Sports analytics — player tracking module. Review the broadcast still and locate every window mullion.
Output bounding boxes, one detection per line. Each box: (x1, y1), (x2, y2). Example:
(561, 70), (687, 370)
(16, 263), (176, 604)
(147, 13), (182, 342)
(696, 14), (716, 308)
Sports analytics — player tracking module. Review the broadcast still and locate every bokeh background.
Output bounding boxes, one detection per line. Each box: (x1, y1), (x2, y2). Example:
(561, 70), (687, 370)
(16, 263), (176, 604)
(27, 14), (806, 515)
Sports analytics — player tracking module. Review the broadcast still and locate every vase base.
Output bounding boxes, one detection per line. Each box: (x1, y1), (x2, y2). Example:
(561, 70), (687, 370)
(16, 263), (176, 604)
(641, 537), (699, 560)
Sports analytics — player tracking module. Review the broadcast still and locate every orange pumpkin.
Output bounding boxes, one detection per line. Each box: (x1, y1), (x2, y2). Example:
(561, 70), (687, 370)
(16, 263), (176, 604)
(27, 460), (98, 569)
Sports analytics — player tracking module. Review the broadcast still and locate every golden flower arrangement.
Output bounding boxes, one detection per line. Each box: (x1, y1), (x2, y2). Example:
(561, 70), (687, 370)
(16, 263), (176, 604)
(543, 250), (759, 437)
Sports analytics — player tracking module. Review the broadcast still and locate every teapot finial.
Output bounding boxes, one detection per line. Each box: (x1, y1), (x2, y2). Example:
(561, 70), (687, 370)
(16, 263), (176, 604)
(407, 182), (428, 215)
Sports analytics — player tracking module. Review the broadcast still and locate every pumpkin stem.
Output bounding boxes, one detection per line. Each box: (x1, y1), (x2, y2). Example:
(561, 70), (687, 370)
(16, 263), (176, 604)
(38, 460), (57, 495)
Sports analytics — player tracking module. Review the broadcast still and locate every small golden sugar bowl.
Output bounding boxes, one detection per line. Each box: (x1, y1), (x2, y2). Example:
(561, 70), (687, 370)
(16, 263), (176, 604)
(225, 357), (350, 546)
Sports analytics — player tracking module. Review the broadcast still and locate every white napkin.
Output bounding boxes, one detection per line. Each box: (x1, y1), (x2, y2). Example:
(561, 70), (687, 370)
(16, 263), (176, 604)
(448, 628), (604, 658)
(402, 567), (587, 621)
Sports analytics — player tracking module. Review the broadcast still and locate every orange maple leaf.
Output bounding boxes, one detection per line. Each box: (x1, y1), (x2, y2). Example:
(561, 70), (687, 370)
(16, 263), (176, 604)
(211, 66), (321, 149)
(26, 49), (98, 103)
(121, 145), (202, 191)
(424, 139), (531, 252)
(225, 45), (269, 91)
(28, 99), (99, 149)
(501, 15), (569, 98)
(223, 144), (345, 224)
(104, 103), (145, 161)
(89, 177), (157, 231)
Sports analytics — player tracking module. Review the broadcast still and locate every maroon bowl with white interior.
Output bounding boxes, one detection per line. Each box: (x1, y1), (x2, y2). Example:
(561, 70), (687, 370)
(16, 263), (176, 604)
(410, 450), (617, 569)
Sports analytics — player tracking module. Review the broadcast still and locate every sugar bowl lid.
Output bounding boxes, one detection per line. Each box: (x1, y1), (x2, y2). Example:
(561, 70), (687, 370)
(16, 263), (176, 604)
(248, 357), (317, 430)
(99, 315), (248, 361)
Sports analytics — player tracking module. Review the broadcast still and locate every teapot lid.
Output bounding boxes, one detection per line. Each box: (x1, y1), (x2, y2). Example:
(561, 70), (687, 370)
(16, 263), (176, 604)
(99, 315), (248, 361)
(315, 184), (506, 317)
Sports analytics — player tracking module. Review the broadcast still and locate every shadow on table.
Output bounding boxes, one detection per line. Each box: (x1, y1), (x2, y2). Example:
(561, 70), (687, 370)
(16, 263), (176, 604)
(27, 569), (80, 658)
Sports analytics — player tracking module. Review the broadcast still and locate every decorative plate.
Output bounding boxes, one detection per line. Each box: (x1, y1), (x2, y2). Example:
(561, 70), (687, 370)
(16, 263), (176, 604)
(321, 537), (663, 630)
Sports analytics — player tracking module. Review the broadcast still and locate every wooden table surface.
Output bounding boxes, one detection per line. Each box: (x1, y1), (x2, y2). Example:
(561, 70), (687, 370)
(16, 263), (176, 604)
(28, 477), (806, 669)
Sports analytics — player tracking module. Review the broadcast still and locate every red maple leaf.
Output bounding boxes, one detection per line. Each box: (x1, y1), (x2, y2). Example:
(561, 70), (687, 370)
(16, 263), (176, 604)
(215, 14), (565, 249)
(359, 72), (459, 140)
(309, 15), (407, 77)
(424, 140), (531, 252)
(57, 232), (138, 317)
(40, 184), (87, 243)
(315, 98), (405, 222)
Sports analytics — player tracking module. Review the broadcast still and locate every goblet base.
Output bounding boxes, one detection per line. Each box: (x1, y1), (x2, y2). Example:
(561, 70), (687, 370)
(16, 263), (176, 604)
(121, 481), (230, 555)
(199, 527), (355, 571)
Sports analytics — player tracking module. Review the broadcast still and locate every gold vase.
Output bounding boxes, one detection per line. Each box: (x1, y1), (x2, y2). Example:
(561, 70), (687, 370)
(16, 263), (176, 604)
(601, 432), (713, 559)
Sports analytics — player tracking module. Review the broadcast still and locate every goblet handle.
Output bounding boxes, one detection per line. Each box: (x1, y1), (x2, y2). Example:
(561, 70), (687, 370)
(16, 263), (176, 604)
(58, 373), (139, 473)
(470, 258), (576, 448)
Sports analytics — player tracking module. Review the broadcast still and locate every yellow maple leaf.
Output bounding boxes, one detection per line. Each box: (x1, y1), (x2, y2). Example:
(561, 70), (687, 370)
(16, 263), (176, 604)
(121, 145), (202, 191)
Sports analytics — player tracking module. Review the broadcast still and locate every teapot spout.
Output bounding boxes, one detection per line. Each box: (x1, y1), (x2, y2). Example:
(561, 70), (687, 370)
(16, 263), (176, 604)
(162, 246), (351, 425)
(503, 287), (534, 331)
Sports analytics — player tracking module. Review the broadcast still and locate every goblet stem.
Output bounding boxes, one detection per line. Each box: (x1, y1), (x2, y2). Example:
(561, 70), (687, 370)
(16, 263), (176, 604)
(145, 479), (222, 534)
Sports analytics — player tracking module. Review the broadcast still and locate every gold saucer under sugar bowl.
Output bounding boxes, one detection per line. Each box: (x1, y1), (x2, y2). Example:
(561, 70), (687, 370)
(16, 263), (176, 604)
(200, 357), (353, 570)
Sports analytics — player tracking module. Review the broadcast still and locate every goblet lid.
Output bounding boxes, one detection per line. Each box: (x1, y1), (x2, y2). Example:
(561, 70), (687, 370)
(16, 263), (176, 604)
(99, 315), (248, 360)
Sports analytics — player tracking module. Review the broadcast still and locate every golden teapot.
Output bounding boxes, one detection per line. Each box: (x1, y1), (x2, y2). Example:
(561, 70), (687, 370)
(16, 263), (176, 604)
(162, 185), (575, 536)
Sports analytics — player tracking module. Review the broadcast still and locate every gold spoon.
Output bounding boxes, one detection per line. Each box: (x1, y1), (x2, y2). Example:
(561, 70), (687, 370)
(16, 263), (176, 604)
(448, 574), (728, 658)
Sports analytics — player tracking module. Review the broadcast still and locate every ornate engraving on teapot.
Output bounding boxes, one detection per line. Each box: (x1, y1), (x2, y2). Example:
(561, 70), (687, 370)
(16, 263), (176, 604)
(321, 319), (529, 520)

=======

▶ WHAT YOU HAVE TO DO
Please show every line in the rows above that contains the string "leaf", with case counting.

▶ SOLUTION BELOW
Sports analytics — player tracking module. Review the broadcast still and locate every orange maple leaf.
Sports analytics — player tracking module. Review the broadcast still and locate every red maple leaf.
Sports analytics — player tracking module. Review the broadcast still and locate every yellow maple leaf.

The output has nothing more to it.